Aufgaben:
a – Welche Zeitung gab im Text über den Weihnachtsmann die Antwort auf Virginias Brief?
b – Bitte schreibe den Text über den Weihnachtsmann nach seinem letzten Satz weiter.

Übungstext:
--------
Ein Mann im Weihnachtsmann-Kostüm und ein Bahnmitarbeiter mit Weihnachtsmütze unterhalten sich zur Hauptreisezeit vor Weihnachten am Hauptbahnhof zwischen Reisenden.
Der Weihnachtsmann ist real-existent – wo der Trip ins Märchenland auch im Erwachsenenalter möglich ist. Lassen wir ihn hochleben! Foto: Sebastian Gollnow/dpa

Kein Leitartikel ist so oft nachgedruckt worden, kein Kommentar hat stärker die weltweite Weihnachtsgemeinde bewegt. Der Kolumnist Francis P. Church wäre wohl nie in die Geschichtsbücher eingegangen, hätte er den sorgenvoll-fragenden Brief der kleinen Virginia nicht ernst genommen. „Bitte sagen Sie mir die Wahrheit: Gibt es einen Weihnachtsmann?“, stand da bekanntlich zu lesen. Für die New York Sun und Church war die Antwort klar: „Yes, there is a Santa Claus“.
--------
Ausgewähltes Material:
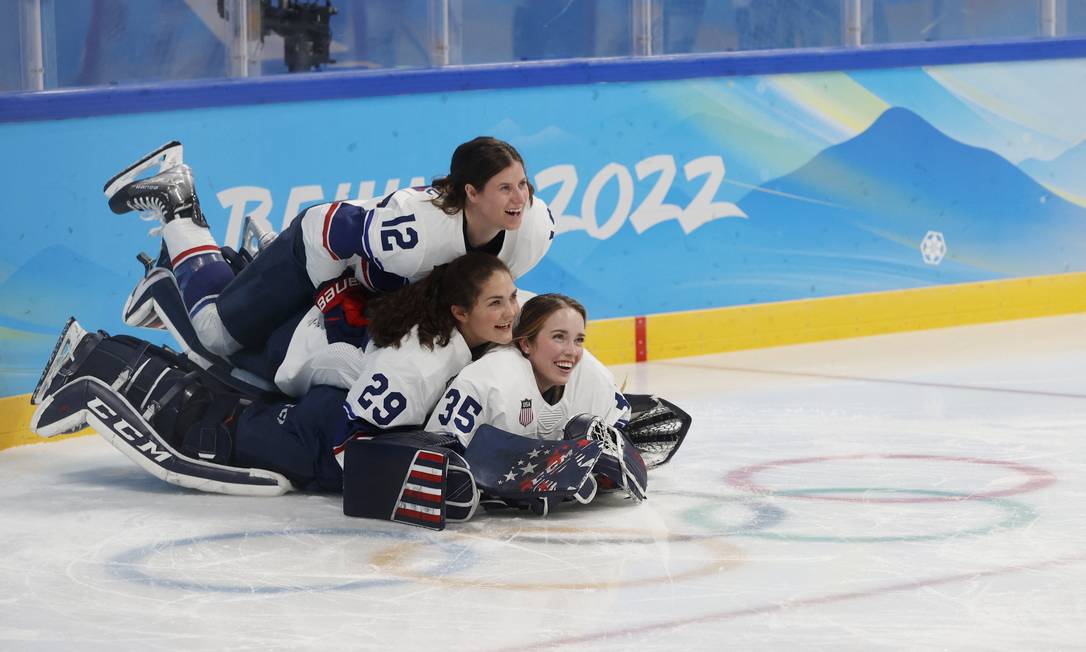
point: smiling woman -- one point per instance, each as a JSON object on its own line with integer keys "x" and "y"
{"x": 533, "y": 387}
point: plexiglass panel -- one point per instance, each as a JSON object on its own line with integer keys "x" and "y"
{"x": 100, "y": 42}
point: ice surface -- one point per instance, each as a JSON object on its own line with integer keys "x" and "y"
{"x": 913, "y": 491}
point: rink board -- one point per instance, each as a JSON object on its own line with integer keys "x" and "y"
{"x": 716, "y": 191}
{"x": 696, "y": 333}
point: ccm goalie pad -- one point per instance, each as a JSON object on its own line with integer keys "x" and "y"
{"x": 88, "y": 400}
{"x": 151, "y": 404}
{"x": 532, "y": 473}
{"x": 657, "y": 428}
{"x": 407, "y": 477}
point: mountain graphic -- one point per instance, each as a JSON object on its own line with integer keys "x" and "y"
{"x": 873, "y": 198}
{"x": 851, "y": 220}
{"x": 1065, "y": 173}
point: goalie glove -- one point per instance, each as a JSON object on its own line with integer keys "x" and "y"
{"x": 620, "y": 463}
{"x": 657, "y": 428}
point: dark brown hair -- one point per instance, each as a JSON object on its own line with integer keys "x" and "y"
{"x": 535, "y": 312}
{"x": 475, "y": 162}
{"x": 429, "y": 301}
--------
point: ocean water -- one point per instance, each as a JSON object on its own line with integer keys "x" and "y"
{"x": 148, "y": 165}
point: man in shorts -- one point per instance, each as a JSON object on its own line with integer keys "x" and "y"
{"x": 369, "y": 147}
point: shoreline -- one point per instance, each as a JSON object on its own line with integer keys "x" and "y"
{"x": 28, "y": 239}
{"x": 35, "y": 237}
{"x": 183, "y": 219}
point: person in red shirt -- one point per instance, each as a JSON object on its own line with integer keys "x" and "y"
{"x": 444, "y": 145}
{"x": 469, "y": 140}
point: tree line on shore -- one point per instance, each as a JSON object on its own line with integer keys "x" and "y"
--------
Lösungen:
a – Die New York Sun.

b –
Das war 1897. Und ist bis heute amtlich. Ja. Es gibt ihn, auch wenn die Wahrnehmungen vom Weihnachtsmann, Christkind, Nikolaus und Knecht Ruprecht in einer globalisierten Zeit zunehmend verschwimmen.

Als amerikanischen Migranten können wir den Gabenbringer mit Rauschebart ohnehin kaum noch begreifen. Schon um 1840 textete Hoffmann von Fallersleben sein „Morgen kommt der Weihnachtsmann“.

Der Weihnachtsmann konkurriert nicht mit dem spirituellen Zauber

Er ist real-existent – wo die Fähigkeit zum Wunderglauben, die Phantasie, das Kindlich-Beschwingte in uns lebt. Wo der Trip ins Märchenland auch im Erwachsenenalter möglich ist. Die Freiheit im Denken, die Poesie, den buchhalterischen Griffelspitzer-Geist und den Realo besiegt. Sicher: Der Weihnachtsmann ist nicht die Lichtgestalt des Christenfests, fast könnte man ihn als religiös-neutral bezeichnen. Mit den wichtigen Weihnachtsbotschaften, dem spirituellen Zauber der Stillen Nacht, will er ja auch gar nicht konkurrieren.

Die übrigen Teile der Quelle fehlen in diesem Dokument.